◆ **TASK MATERIAL**:
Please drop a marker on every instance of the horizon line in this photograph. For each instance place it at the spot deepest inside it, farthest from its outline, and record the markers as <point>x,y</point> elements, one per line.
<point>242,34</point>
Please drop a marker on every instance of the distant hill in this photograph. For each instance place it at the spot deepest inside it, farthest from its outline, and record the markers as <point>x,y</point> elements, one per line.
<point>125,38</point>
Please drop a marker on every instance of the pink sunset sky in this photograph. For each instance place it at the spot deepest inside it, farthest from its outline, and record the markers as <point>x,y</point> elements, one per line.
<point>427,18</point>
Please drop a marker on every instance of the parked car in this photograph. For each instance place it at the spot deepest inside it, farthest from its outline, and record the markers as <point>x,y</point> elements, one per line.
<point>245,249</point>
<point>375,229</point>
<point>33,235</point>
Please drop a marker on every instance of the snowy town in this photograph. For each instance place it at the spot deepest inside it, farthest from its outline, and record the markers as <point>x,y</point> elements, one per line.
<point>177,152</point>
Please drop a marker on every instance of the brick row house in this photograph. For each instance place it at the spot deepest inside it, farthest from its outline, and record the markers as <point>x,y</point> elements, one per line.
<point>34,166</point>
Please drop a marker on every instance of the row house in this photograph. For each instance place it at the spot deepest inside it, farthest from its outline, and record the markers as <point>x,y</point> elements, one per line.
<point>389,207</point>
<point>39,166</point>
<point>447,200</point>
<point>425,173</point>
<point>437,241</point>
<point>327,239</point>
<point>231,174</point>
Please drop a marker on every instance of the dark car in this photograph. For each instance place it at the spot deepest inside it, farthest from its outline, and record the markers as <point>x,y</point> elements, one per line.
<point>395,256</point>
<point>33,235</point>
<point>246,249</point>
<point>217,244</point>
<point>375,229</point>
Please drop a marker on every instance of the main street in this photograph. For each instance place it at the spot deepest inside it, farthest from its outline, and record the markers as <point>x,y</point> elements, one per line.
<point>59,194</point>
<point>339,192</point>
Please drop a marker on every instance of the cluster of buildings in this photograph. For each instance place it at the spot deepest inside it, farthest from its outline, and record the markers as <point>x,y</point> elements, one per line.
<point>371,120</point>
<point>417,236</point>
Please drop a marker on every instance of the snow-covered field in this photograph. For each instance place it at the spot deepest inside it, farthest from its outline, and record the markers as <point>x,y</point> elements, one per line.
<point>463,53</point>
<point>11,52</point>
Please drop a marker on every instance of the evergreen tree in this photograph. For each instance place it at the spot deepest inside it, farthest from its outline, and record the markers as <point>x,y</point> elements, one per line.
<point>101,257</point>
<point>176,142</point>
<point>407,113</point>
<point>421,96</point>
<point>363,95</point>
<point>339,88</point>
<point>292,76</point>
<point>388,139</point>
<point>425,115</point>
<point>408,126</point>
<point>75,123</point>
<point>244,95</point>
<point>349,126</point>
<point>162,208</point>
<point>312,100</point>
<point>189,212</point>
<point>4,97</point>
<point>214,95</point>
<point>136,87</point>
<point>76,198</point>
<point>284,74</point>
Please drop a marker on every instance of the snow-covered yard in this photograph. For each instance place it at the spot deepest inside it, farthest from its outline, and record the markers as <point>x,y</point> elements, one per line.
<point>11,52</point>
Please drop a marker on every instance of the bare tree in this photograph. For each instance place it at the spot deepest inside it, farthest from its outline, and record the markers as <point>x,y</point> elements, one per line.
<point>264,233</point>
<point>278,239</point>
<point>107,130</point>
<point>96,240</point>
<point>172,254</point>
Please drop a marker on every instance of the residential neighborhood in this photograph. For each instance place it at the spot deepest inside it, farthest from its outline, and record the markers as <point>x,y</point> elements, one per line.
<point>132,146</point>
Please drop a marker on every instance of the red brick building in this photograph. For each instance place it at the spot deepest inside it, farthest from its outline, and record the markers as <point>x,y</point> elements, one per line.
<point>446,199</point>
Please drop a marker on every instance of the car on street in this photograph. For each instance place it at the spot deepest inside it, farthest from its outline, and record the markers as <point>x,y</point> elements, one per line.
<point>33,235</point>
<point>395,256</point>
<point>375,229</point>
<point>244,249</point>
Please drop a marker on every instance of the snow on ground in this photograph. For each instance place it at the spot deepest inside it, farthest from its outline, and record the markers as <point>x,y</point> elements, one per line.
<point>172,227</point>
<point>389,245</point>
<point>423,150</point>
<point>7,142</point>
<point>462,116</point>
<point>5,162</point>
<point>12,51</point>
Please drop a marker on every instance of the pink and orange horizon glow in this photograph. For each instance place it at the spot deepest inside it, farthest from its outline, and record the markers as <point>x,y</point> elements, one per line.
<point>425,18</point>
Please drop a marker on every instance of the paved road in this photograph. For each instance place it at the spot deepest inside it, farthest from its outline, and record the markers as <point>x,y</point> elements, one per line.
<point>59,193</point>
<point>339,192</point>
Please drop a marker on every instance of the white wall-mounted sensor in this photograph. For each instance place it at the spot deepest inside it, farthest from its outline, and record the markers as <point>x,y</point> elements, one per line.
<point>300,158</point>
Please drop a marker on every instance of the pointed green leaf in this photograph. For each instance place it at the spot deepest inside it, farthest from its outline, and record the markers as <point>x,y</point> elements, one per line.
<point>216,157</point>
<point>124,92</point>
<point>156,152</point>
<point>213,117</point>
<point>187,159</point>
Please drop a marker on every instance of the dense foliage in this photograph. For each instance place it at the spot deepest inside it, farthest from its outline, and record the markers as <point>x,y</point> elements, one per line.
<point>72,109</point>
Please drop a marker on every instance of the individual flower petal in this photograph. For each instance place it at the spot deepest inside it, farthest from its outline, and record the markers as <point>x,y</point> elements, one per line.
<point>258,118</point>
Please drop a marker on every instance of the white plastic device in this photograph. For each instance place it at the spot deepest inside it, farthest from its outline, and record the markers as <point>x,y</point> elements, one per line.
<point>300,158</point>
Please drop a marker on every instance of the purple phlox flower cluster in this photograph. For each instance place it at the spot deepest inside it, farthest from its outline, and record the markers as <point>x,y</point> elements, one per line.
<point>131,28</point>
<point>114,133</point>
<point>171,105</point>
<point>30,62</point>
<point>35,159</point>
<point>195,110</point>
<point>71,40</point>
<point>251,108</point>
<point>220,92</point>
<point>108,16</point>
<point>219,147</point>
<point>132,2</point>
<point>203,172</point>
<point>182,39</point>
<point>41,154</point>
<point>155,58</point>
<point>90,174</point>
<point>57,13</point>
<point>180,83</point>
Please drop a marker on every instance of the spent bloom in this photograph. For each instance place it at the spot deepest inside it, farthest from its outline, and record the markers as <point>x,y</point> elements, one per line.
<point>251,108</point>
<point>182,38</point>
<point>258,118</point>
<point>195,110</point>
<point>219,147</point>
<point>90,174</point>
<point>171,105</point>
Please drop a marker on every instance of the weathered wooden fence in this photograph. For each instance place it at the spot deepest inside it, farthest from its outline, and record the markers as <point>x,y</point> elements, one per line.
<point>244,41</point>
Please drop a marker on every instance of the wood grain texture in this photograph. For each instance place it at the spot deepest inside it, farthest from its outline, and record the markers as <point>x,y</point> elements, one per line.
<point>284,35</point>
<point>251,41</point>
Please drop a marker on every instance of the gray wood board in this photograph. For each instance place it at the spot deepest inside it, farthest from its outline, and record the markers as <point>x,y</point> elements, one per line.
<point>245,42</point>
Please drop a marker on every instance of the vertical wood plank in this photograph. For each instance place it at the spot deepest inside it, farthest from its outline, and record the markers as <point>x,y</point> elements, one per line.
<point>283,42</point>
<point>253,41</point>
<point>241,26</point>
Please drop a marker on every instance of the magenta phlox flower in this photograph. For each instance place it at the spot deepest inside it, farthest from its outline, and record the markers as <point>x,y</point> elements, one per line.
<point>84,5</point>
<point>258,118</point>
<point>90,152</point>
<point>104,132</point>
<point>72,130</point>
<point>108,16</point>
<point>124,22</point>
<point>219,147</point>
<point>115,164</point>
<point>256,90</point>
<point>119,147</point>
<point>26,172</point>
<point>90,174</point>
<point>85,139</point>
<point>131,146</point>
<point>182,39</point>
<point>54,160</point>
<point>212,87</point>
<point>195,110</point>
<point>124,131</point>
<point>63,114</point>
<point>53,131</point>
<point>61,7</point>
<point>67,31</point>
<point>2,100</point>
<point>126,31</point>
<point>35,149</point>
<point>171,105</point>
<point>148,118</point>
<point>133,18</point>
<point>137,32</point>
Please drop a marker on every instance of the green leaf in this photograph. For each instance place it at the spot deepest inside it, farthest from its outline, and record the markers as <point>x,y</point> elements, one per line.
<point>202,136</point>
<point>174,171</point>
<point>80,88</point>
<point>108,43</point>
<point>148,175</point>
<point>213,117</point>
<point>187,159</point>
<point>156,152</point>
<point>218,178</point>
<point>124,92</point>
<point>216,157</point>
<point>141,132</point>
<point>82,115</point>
--
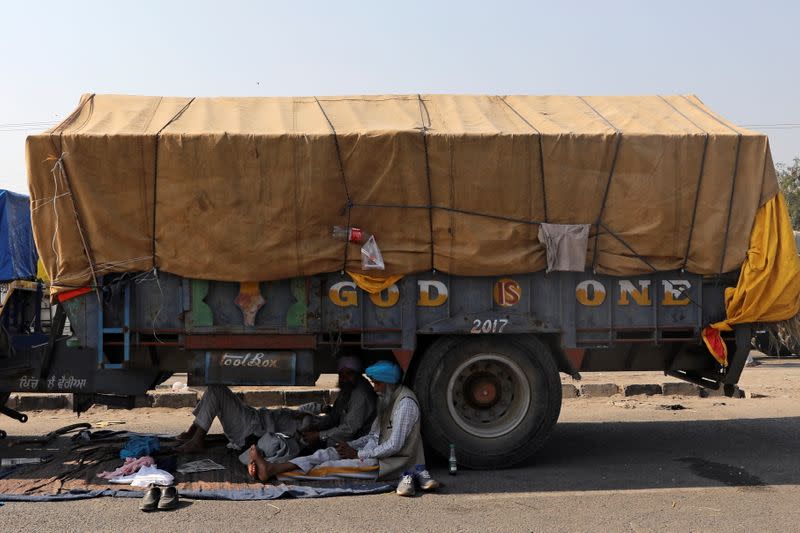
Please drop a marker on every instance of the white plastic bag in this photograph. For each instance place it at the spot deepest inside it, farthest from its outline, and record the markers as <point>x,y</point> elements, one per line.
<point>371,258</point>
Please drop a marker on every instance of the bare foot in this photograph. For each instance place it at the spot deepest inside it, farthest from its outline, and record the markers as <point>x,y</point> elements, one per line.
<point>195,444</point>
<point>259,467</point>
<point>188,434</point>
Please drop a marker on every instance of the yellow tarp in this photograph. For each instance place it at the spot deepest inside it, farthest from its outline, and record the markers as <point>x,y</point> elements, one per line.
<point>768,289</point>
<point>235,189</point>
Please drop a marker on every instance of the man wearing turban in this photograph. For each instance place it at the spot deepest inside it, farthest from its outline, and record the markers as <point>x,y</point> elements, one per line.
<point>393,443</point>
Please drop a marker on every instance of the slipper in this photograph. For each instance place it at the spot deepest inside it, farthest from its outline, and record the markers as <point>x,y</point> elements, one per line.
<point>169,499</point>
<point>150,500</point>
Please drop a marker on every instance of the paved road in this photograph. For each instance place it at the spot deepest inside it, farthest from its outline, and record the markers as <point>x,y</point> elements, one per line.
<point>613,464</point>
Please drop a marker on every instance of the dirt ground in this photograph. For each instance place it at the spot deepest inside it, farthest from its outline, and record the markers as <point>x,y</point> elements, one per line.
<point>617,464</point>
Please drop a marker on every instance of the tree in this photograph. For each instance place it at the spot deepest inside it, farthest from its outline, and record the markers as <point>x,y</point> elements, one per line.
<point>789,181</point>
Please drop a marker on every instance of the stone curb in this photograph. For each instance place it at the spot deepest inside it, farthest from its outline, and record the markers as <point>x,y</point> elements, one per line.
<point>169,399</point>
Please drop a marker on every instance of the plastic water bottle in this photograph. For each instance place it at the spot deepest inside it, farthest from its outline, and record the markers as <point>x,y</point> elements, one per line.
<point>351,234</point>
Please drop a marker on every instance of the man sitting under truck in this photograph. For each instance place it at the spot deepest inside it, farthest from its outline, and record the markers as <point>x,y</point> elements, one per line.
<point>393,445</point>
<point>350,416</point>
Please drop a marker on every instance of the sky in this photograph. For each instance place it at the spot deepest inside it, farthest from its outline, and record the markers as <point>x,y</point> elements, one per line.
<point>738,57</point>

◆ **WRITTEN TASK**: Rewrite the items starting with the line that contains "Please drop a marker on every instance of the vertical" and going on through the line that contains "<point>137,32</point>", changing "deepest" to "most central" and leaving everything else as it stands.

◆ **SOLUTION FOR THIS PROBLEM**:
Please drop a marker on every instance of the vertical wood plank in this photograph. For each instance place it at the spot most central inside it, farthest from its outline, and record the markers as <point>x,y</point> elements, one per line.
<point>283,42</point>
<point>253,41</point>
<point>241,26</point>
Please drop a marker on every instance of the magenta phlox flower in this photograph. For each instance place it at the spot most central inside it, farthest from its outline, and record the markers as <point>x,y</point> elements, one per line.
<point>84,5</point>
<point>258,118</point>
<point>90,152</point>
<point>104,132</point>
<point>72,130</point>
<point>108,16</point>
<point>124,22</point>
<point>219,147</point>
<point>115,164</point>
<point>256,90</point>
<point>119,147</point>
<point>26,172</point>
<point>90,174</point>
<point>85,139</point>
<point>131,146</point>
<point>182,39</point>
<point>54,160</point>
<point>212,87</point>
<point>195,110</point>
<point>124,131</point>
<point>63,114</point>
<point>53,131</point>
<point>61,7</point>
<point>67,31</point>
<point>2,100</point>
<point>126,31</point>
<point>35,149</point>
<point>171,105</point>
<point>148,118</point>
<point>133,18</point>
<point>137,32</point>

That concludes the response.